PROBLEM TO WORK ON:
Hunt through the entries for the word "outline" and copy each line in which it appears.
#### RECORDED DATA ####
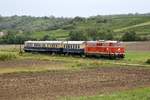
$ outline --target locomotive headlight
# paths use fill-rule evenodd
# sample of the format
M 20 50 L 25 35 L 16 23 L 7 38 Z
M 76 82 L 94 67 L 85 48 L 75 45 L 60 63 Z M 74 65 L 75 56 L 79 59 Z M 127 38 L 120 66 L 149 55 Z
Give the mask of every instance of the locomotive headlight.
M 120 51 L 120 48 L 118 48 L 118 51 Z

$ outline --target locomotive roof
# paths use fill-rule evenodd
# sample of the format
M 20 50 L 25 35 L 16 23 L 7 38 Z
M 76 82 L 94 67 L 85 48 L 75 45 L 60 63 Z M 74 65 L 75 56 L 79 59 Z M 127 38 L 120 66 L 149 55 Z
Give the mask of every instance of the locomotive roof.
M 106 43 L 118 43 L 118 41 L 105 41 Z

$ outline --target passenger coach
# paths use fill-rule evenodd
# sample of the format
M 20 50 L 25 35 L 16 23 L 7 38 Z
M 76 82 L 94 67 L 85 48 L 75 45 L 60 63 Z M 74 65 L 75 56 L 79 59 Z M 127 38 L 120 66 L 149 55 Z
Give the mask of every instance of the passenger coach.
M 61 53 L 62 49 L 62 41 L 26 41 L 24 46 L 26 52 Z

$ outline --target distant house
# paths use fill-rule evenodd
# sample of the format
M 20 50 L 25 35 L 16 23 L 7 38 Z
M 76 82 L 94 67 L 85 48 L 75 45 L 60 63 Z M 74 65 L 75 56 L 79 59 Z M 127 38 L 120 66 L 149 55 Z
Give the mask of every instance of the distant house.
M 0 32 L 0 37 L 6 35 L 4 32 Z

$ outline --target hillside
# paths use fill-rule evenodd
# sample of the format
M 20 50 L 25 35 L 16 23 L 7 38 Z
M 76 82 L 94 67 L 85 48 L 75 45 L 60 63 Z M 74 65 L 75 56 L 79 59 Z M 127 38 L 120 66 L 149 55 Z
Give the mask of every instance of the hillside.
M 103 33 L 111 33 L 113 39 L 120 40 L 123 33 L 129 31 L 134 31 L 139 37 L 150 40 L 149 27 L 150 14 L 98 15 L 89 18 L 0 16 L 0 32 L 15 34 L 16 37 L 26 38 L 24 40 L 65 40 L 70 38 L 72 31 L 80 31 L 81 34 L 86 35 L 87 40 L 109 36 L 108 34 L 103 36 Z M 92 37 L 93 34 L 96 34 L 95 37 Z M 96 38 L 97 36 L 100 38 Z

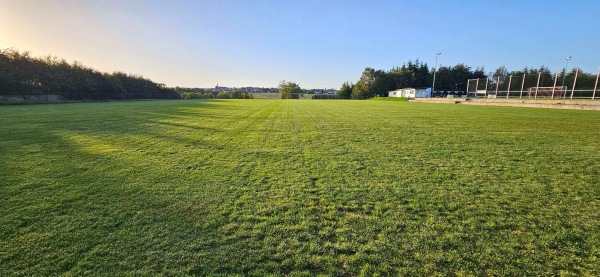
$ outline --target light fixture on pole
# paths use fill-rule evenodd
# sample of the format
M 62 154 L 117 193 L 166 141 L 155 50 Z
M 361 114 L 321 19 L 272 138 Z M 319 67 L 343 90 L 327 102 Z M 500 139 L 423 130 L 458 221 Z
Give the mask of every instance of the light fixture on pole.
M 565 91 L 565 97 L 567 96 L 567 90 L 565 88 L 565 77 L 567 77 L 567 68 L 569 68 L 569 61 L 571 60 L 571 56 L 565 58 L 567 60 L 567 64 L 565 65 L 565 73 L 563 74 L 562 85 L 560 85 L 560 89 Z
M 441 55 L 442 53 L 435 53 L 435 68 L 433 68 L 433 84 L 431 85 L 431 97 L 433 97 L 433 94 L 435 93 L 435 72 L 437 71 L 437 61 L 438 61 L 438 57 Z

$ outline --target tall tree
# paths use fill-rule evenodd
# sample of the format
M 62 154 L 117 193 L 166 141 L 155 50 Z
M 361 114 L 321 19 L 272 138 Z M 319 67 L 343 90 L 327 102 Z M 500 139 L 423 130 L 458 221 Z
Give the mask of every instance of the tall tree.
M 367 67 L 352 88 L 352 99 L 367 99 L 375 96 L 387 96 L 395 88 L 393 80 L 383 70 Z
M 298 99 L 303 93 L 304 90 L 294 82 L 279 82 L 279 97 L 281 97 L 281 99 Z
M 500 66 L 496 69 L 496 71 L 494 71 L 494 74 L 492 74 L 492 76 L 494 77 L 506 77 L 508 76 L 508 69 L 506 69 L 506 66 Z
M 342 84 L 342 87 L 340 88 L 340 90 L 337 93 L 337 98 L 338 99 L 350 99 L 350 97 L 352 96 L 352 88 L 353 87 L 354 87 L 354 85 L 352 83 L 344 82 Z

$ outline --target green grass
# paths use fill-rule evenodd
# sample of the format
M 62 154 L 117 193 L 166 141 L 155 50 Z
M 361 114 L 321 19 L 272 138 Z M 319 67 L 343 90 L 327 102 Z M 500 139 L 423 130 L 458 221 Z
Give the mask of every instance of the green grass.
M 600 113 L 0 107 L 0 276 L 600 275 Z

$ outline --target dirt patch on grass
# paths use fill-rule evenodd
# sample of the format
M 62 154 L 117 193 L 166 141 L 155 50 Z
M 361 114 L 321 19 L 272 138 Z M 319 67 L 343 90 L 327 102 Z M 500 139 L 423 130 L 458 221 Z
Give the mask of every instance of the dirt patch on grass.
M 551 108 L 600 111 L 600 100 L 585 99 L 474 99 L 474 98 L 417 98 L 411 102 L 467 104 L 481 106 L 511 106 L 528 108 Z

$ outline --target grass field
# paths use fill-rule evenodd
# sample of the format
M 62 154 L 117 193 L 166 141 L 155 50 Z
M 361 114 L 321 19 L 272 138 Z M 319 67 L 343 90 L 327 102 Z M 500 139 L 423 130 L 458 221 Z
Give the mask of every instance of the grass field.
M 600 275 L 600 113 L 0 106 L 0 276 Z

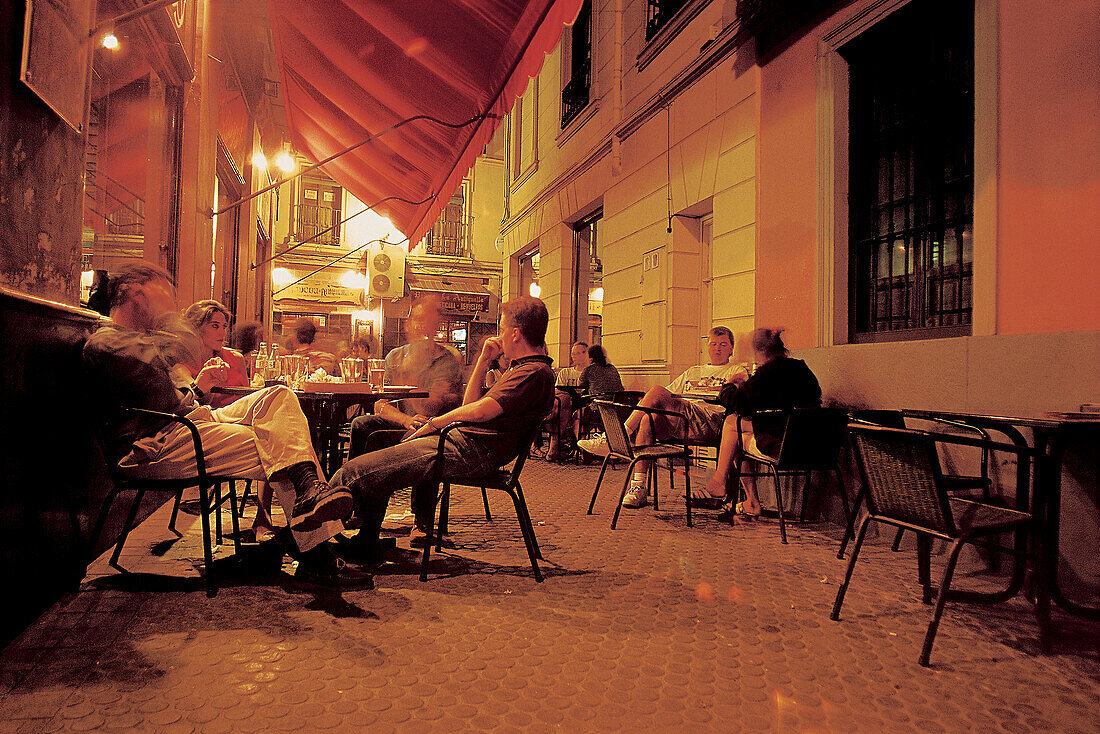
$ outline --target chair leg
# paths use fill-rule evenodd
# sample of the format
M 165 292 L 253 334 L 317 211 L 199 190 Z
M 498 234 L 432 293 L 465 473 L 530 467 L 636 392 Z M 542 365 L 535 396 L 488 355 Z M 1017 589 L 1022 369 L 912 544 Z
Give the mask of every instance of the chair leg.
M 588 503 L 588 513 L 592 514 L 592 508 L 596 506 L 596 495 L 600 493 L 600 485 L 603 483 L 604 472 L 607 471 L 607 462 L 611 461 L 611 455 L 603 457 L 603 466 L 600 467 L 600 478 L 596 480 L 596 488 L 592 490 L 592 500 Z
M 435 537 L 435 550 L 443 552 L 443 536 L 447 533 L 447 523 L 451 519 L 451 485 L 443 485 L 443 494 L 439 499 L 439 532 Z
M 107 496 L 103 498 L 103 505 L 99 508 L 99 516 L 96 517 L 95 526 L 92 528 L 92 534 L 88 537 L 88 560 L 92 560 L 92 554 L 95 553 L 96 544 L 99 543 L 99 538 L 103 535 L 103 528 L 107 524 L 107 517 L 111 513 L 111 505 L 115 503 L 115 498 L 118 497 L 119 490 L 117 487 L 111 487 L 111 491 L 107 493 Z
M 485 504 L 485 519 L 492 522 L 493 516 L 489 514 L 489 494 L 485 491 L 485 487 L 481 488 L 481 501 Z
M 928 623 L 928 632 L 924 635 L 924 647 L 920 653 L 920 664 L 928 667 L 928 658 L 932 654 L 932 643 L 936 641 L 936 630 L 940 626 L 940 617 L 943 616 L 943 605 L 947 603 L 948 592 L 951 589 L 951 577 L 955 574 L 955 564 L 959 560 L 959 551 L 962 550 L 965 537 L 956 538 L 951 544 L 951 555 L 947 558 L 947 568 L 943 570 L 943 581 L 940 582 L 939 596 L 936 598 L 936 611 L 932 614 L 932 621 Z
M 245 490 L 248 491 L 248 485 L 245 485 Z M 244 509 L 244 503 L 240 504 L 240 509 Z M 241 521 L 240 512 L 237 506 L 237 483 L 232 479 L 229 480 L 229 517 L 233 522 L 233 552 L 240 558 L 241 552 Z
M 211 486 L 210 491 L 214 491 Z M 202 517 L 202 557 L 206 567 L 206 595 L 213 598 L 218 593 L 218 584 L 214 578 L 214 550 L 210 547 L 210 495 L 207 488 L 199 485 L 199 515 Z
M 890 550 L 894 551 L 895 553 L 901 550 L 901 536 L 903 535 L 905 535 L 905 529 L 898 528 L 897 535 L 894 536 L 894 544 L 890 546 Z
M 137 518 L 138 507 L 141 505 L 141 500 L 144 496 L 144 489 L 139 489 L 137 490 L 137 492 L 134 493 L 134 503 L 130 505 L 130 512 L 126 515 L 126 524 L 122 526 L 122 534 L 118 536 L 118 543 L 115 545 L 115 552 L 111 554 L 110 565 L 120 571 L 123 571 L 125 569 L 119 567 L 118 557 L 122 555 L 122 546 L 126 544 L 126 537 L 134 528 L 134 520 Z
M 836 483 L 840 489 L 840 506 L 844 510 L 844 526 L 852 527 L 852 508 L 848 505 L 848 488 L 844 486 L 844 477 L 840 473 L 840 467 L 838 466 L 833 470 L 836 472 Z
M 252 480 L 251 479 L 244 480 L 244 492 L 241 493 L 241 502 L 240 502 L 240 508 L 241 508 L 241 514 L 242 515 L 244 515 L 245 505 L 248 504 L 248 493 L 251 492 L 251 491 L 252 491 Z
M 932 539 L 924 533 L 917 533 L 917 578 L 920 579 L 921 601 L 925 604 L 931 604 Z
M 626 498 L 626 490 L 630 486 L 630 475 L 634 472 L 634 465 L 638 463 L 637 459 L 630 462 L 630 465 L 626 467 L 626 476 L 623 477 L 623 491 L 619 492 L 619 501 L 615 504 L 615 516 L 611 518 L 611 529 L 615 529 L 615 524 L 619 522 L 619 513 L 623 509 L 623 500 Z
M 672 459 L 668 460 L 668 474 L 672 476 Z M 671 480 L 669 480 L 671 483 Z M 684 457 L 684 504 L 687 506 L 687 524 L 691 524 L 691 459 Z
M 218 539 L 218 545 L 222 544 L 222 483 L 217 482 L 213 487 L 213 508 L 214 508 L 214 533 Z
M 531 521 L 531 511 L 527 509 L 527 498 L 523 496 L 523 487 L 516 482 L 516 494 L 519 495 L 520 504 L 523 506 L 523 517 L 526 521 L 527 532 L 531 535 L 531 543 L 535 546 L 535 555 L 542 559 L 542 548 L 539 547 L 538 541 L 535 539 L 535 524 Z
M 535 573 L 535 581 L 541 583 L 542 571 L 539 570 L 538 544 L 535 543 L 534 529 L 529 526 L 530 516 L 527 514 L 527 503 L 523 501 L 522 495 L 510 489 L 506 489 L 505 491 L 512 498 L 512 504 L 516 507 L 516 519 L 519 521 L 520 532 L 523 535 L 523 544 L 527 547 L 527 557 L 531 559 L 531 570 Z
M 848 570 L 844 574 L 844 583 L 836 590 L 836 601 L 833 602 L 833 611 L 829 619 L 834 622 L 840 619 L 840 606 L 844 603 L 844 594 L 848 591 L 848 584 L 852 580 L 852 571 L 856 568 L 856 558 L 859 557 L 859 549 L 863 547 L 863 538 L 867 535 L 867 526 L 871 522 L 871 516 L 867 515 L 859 523 L 859 533 L 856 535 L 856 544 L 852 548 L 852 556 L 848 559 Z
M 649 482 L 649 493 L 653 495 L 653 511 L 657 512 L 661 509 L 661 499 L 657 496 L 657 462 L 654 461 L 649 465 L 649 473 L 646 474 L 646 481 Z
M 779 472 L 775 470 L 770 464 L 768 469 L 771 470 L 772 479 L 775 481 L 775 507 L 779 510 L 779 538 L 784 545 L 787 543 L 787 520 L 783 515 L 783 489 L 779 484 Z
M 432 516 L 431 516 L 431 518 L 429 518 L 428 527 L 424 531 L 424 532 L 427 533 L 428 537 L 424 538 L 424 557 L 423 557 L 423 560 L 421 560 L 421 562 L 420 562 L 420 580 L 421 581 L 427 581 L 428 580 L 428 559 L 429 559 L 429 557 L 431 556 L 431 553 L 432 553 L 432 541 L 434 540 L 434 538 L 432 536 L 435 533 L 435 509 L 436 509 L 436 505 L 438 505 L 438 504 L 439 504 L 439 495 L 436 496 L 435 502 L 432 503 Z
M 848 514 L 848 527 L 844 528 L 844 538 L 840 541 L 840 550 L 836 552 L 836 557 L 841 560 L 844 559 L 844 551 L 848 549 L 848 540 L 855 540 L 856 515 L 859 514 L 859 508 L 863 505 L 863 502 L 866 499 L 866 494 L 867 488 L 863 485 L 860 485 L 859 491 L 856 492 L 855 506 Z
M 176 503 L 172 505 L 172 517 L 168 519 L 168 529 L 176 535 L 181 535 L 180 531 L 176 530 L 176 516 L 180 514 L 180 502 L 183 501 L 183 487 L 180 487 L 180 491 L 176 492 Z

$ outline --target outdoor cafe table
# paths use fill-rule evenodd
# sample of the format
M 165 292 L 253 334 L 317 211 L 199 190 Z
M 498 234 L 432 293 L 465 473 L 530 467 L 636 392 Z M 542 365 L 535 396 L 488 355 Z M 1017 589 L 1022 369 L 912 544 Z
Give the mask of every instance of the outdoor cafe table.
M 277 383 L 272 383 L 277 384 Z M 247 395 L 259 388 L 216 387 L 214 392 L 226 395 Z M 365 412 L 374 409 L 378 400 L 425 398 L 428 393 L 417 387 L 391 386 L 381 389 L 362 383 L 307 383 L 306 389 L 295 390 L 302 412 L 309 421 L 310 440 L 326 477 L 331 477 L 343 462 L 340 450 L 340 428 L 347 422 L 348 408 L 359 405 Z
M 1090 619 L 1100 619 L 1100 608 L 1080 604 L 1068 599 L 1058 583 L 1058 543 L 1061 514 L 1062 459 L 1070 442 L 1084 439 L 1095 449 L 1100 437 L 1100 414 L 1092 413 L 1042 413 L 1033 416 L 985 415 L 943 410 L 903 410 L 903 415 L 916 419 L 947 418 L 977 428 L 997 431 L 1021 448 L 1035 451 L 1035 471 L 1031 472 L 1031 512 L 1035 518 L 1033 540 L 1036 550 L 1034 568 L 1035 603 L 1039 606 L 1041 620 L 1049 627 L 1050 602 L 1053 600 L 1065 611 Z M 1029 429 L 1032 443 L 1021 432 Z M 1017 468 L 1018 502 L 1026 503 L 1028 487 L 1027 462 L 1019 461 Z M 1021 508 L 1026 509 L 1026 507 Z M 1017 574 L 1019 575 L 1019 574 Z M 1022 578 L 1014 578 L 1011 592 L 1019 591 Z M 1050 648 L 1048 629 L 1040 630 L 1040 644 L 1044 651 Z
####
RESULT OF THE EXERCISE:
$ outline --target locomotive headlight
$ outline --target locomotive roof
$ outline --target passenger coach
$ outline --target distant house
$ outline --target hillside
$ outline --target light fixture on pole
$ outline --target tall tree
$ outline --target green grass
$ outline --target dirt patch on grass
$ outline --target grass field
$ outline --target chair leg
$ outline --target outdoor cafe table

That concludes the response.